_Exercise prompt:_ Of all the lines below, return only those starting with the line holding "column 363, row 6" and going on through the line holding "column 399, row 175", exactly as written.

^^^^^^^^

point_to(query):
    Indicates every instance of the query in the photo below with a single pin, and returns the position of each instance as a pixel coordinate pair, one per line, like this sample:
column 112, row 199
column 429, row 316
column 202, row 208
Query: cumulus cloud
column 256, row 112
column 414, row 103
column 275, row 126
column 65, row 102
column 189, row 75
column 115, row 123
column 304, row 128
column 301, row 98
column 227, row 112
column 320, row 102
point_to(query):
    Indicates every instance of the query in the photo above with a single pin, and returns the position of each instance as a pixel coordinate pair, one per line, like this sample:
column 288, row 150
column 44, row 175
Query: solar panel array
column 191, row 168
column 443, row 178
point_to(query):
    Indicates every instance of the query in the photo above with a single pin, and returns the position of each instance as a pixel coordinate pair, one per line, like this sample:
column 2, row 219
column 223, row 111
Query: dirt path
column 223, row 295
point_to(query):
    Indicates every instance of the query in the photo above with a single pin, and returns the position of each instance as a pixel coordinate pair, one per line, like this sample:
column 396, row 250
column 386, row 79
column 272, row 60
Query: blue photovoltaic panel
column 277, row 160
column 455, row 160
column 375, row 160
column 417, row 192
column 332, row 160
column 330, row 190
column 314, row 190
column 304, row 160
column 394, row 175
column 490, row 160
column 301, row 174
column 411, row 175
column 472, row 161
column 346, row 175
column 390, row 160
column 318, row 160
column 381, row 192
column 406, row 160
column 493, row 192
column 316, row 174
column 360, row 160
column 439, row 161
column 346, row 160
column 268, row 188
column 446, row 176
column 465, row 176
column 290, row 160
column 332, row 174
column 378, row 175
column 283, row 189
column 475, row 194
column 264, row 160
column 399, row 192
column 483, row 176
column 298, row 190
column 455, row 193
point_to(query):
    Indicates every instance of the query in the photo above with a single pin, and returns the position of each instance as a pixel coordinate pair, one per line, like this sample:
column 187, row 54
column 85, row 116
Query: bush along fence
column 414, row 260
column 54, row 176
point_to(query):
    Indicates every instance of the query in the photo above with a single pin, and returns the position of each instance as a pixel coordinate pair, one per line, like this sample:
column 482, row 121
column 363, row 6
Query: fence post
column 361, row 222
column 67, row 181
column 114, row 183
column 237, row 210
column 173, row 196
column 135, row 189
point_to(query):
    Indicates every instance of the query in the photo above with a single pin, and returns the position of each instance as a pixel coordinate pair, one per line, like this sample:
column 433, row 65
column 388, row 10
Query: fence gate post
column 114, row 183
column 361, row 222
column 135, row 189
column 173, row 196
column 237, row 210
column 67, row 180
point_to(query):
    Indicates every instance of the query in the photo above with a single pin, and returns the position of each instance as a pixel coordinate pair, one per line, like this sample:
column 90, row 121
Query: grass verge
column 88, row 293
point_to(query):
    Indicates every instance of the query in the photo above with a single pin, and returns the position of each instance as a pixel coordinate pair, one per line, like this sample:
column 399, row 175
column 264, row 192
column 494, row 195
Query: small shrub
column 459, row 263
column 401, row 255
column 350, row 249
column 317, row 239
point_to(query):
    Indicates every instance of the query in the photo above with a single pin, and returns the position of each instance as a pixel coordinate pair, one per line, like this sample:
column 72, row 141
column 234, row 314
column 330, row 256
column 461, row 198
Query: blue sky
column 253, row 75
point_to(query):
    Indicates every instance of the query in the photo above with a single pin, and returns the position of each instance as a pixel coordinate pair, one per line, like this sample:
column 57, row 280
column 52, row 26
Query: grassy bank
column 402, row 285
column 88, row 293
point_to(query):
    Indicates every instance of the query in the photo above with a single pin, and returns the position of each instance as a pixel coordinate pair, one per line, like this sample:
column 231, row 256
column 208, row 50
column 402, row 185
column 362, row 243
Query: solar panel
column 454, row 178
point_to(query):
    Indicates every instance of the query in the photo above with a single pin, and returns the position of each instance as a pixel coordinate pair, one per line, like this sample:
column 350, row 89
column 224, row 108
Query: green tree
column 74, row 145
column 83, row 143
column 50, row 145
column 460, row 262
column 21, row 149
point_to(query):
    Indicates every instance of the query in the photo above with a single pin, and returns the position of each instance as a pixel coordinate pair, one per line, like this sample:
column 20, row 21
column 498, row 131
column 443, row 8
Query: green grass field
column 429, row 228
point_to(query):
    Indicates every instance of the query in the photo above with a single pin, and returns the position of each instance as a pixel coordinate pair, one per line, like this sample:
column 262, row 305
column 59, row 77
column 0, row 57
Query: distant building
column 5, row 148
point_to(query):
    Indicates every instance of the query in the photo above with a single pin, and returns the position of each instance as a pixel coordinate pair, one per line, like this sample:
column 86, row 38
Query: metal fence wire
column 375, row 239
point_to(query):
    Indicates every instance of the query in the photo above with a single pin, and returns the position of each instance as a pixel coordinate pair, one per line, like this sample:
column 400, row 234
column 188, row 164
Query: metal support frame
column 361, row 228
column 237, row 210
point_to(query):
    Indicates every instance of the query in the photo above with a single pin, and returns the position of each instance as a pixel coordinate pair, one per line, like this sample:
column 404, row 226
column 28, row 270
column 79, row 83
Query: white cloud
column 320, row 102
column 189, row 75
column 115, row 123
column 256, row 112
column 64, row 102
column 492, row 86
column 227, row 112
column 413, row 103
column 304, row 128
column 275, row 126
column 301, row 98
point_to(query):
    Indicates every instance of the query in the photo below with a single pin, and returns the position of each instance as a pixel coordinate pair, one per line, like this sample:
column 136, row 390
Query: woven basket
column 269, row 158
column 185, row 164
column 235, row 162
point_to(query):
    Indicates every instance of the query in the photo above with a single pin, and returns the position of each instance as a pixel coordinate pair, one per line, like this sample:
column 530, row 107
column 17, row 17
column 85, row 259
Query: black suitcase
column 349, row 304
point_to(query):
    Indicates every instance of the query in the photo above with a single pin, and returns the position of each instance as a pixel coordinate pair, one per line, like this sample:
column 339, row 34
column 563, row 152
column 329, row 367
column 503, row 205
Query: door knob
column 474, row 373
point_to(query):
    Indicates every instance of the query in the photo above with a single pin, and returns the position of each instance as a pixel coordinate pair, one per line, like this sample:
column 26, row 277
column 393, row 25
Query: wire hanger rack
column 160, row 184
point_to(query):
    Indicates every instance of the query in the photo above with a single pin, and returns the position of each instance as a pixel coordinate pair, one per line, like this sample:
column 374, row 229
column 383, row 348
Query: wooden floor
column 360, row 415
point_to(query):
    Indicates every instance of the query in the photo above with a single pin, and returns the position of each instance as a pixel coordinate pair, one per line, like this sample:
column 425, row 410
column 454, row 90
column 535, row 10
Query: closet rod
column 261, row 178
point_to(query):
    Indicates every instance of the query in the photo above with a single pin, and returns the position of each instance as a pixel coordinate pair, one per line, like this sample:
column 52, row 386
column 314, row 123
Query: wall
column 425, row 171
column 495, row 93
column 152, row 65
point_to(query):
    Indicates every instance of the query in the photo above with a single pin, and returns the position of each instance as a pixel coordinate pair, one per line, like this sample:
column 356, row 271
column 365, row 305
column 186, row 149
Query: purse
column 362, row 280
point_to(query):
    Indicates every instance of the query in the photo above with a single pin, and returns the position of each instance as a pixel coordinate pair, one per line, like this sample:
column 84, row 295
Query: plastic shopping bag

^^^^^^^^

_Exercise result:_
column 363, row 6
Query: fence post
column 361, row 222
column 67, row 181
column 114, row 183
column 237, row 210
column 173, row 196
column 135, row 189
point_to(query):
    Indicates every instance of the query in the photo above with a single pin, and returns the position of each instance as a pixel coordinate pair, one per line, like this sample:
column 433, row 65
column 388, row 10
Query: fence gate post
column 114, row 183
column 361, row 222
column 135, row 189
column 173, row 196
column 237, row 210
column 67, row 180
point_to(query):
    Indicates every instance of the query in the photo above with a single pin, and returns the position of each instance as a pixel coordinate pair, one per line, like this sample:
column 90, row 121
Query: grass verge
column 88, row 293
point_to(query):
    Indicates every instance of the query in the photo above with a single pin, and returns the position of each instance as a pixel coordinate pair, one per line, like this sample:
column 399, row 175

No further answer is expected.